« Non au mandat de la honte »

« Non au mandat de la honte ». Cela avait commencé comme ça, par cette petite phrase mille fois répétée dans nos rues, dans nos villes, dans nos maisons... Quatre mandats. Vingt ans. Une voix éteinte. Un corps souffreteux. Et l'espérance des jeunes se mourait dans son regard hagard. Ils avaient des atouts, les jeunes, des rêves et du dynamisme à ne plus les contenir. Ils cherchaient des chances et des opportunités à saisir. Continuer à lire « Non au mandat de la honte »

« Non au mandat de la honte ». Cela avait commencé comme ça, par cette petite phrase mille fois répétée dans nos rues, dans nos villes, dans nos maisons… Quatre mandats. Vingt ans. Une voix éteinte. Un corps souffreteux. Et l’espérance des jeunes se mourait dans son regard hagard. Ils avaient des atouts, les jeunes, des rêves et du dynamisme à ne plus les contenir. Ils cherchaient des chances et des opportunités à saisir. A trente, trente cinq, quarante ans, ils désespéraient de trouver un travail et un logement. Ce qui n’était pas un luxe. Certains étaient déjà passés par plusieurs stades : étudiants, chômeurs, serveurs, manœuvres…

Ils comprennent aujourd’hui, qu’on les avait leurrés pendant des années. Le régime n’avait que faire de l’héroïsme; l’audace, l’intelligence ou la connaissance. Il veut de la domestication, de l’asservissement, de l’acquiescement.

Aucune baraka ne pouvait plus leur venir de l’homme de 82 ans qui les a moqués, les a volés.

Ça avait commencé comme ça par ce qui foutait la grande honte aux Algériens. L’inadéquation totale entre le corps usé, les mains tremblantes, le langage trouble du monsieur et le pouvoir qu’on voulait placer entre ses mains. Le dément, on le disait capable de refaire le monde. On l’avait placé au premier rang des prétendants au poste de président. Forcément, ils avaient des intérêts et des excès à sauvegarder : des usines, des machines, des privilèges et des logements à Paris. Les Algériens n’en finissaient plus de se sentir trahis.

◆ ◆ ◆ ◆

▶ _À FAIRE_:
[1] D'après l'extrait, quel âge a l'homme dont les jeunes ne pouvaient plus attendre aucune baraka ?
[2] Recopiez l'extrait, s'il vous plaît, depuis « Aucune baraka ne » jusqu'à « se sentir trahis. » inclus.

◆ ◆ ◆ ◆

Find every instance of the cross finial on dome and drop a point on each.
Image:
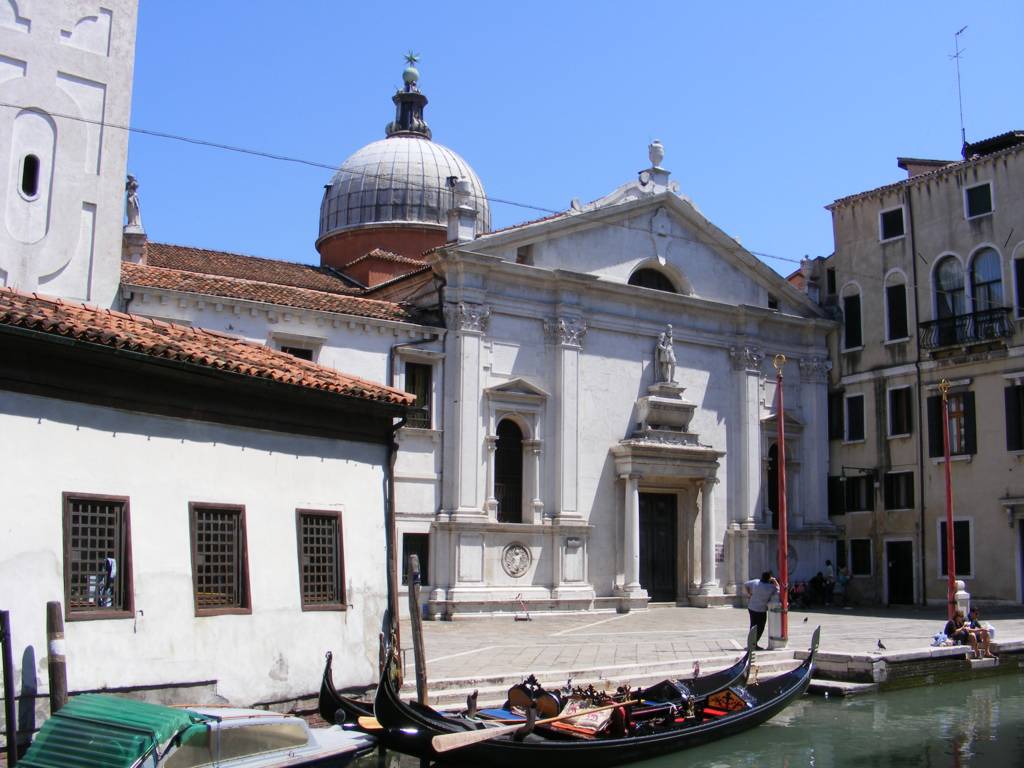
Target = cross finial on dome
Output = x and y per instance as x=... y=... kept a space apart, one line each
x=409 y=103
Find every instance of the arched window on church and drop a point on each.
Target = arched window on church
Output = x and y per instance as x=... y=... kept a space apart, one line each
x=508 y=472
x=648 y=278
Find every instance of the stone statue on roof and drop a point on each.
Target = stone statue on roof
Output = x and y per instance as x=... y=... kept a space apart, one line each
x=666 y=356
x=132 y=211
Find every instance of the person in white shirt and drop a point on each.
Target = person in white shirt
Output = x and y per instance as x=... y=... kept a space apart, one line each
x=760 y=592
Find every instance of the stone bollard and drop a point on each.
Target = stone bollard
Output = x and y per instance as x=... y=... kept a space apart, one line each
x=962 y=598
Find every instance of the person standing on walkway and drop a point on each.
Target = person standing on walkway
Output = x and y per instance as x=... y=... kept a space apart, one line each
x=760 y=592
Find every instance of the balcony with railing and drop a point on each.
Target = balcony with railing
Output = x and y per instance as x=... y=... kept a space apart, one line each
x=966 y=330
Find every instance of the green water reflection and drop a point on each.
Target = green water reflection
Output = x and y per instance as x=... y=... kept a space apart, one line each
x=951 y=725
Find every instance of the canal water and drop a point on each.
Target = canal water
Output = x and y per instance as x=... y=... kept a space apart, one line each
x=952 y=725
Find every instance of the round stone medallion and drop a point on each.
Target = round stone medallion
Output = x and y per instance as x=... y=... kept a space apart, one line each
x=516 y=560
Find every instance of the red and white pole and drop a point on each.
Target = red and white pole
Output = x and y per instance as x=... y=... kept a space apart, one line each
x=783 y=534
x=950 y=552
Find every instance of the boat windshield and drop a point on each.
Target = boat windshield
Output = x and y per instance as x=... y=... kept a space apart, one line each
x=203 y=745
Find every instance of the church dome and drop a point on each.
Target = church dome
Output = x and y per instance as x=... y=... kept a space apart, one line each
x=396 y=193
x=399 y=179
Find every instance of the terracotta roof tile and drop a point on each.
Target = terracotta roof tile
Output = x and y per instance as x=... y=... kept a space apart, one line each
x=188 y=345
x=379 y=254
x=252 y=290
x=227 y=264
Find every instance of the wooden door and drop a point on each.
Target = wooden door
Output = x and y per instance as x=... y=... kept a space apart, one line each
x=899 y=564
x=657 y=546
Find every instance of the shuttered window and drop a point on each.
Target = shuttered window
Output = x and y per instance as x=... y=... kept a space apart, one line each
x=220 y=564
x=321 y=561
x=900 y=412
x=854 y=418
x=896 y=308
x=962 y=425
x=852 y=337
x=962 y=548
x=1014 y=397
x=899 y=491
x=418 y=381
x=97 y=557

◆ ◆ ◆ ◆

▶ _CORRIGÉS PAR TÂCHE_:
[1] 82 ans.

[2]
Aucune baraka ne pouvait plus leur venir de l’homme de 82 ans qui les a moqués, les a volés.

Ça avait commencé comme ça par ce qui foutait la grande honte aux Algériens. L’inadéquation totale entre le corps usé, les mains tremblantes, le langage trouble du monsieur et le pouvoir qu’on voulait placer entre ses mains. Le dément, on le disait capable de refaire le monde. On l’avait placé au premier rang des prétendants au poste de président. Forcément, ils avaient des intérêts et des excès à sauvegarder : des usines, des machines, des privilèges et des logements à Paris. Les Algériens n’en finissaient plus de se sentir trahis.